*Exercise prompt*:
Rescale the data below by reproducing every line, requests included, with each coordinate in the answers multiplied by 2.1 and rounded to the nearest whole number, halves rounded up. Keep the coordinates in the sample output line unchanged.

*Information given*:
★ ★ ★ ★
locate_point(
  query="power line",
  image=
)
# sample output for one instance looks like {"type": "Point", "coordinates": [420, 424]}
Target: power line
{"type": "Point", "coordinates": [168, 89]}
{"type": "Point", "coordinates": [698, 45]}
★ ★ ★ ★
*Exercise output*:
locate_point(
  query="power line",
  image=
)
# sample output for one instance looks like {"type": "Point", "coordinates": [420, 424]}
Target: power line
{"type": "Point", "coordinates": [353, 187]}
{"type": "Point", "coordinates": [1466, 95]}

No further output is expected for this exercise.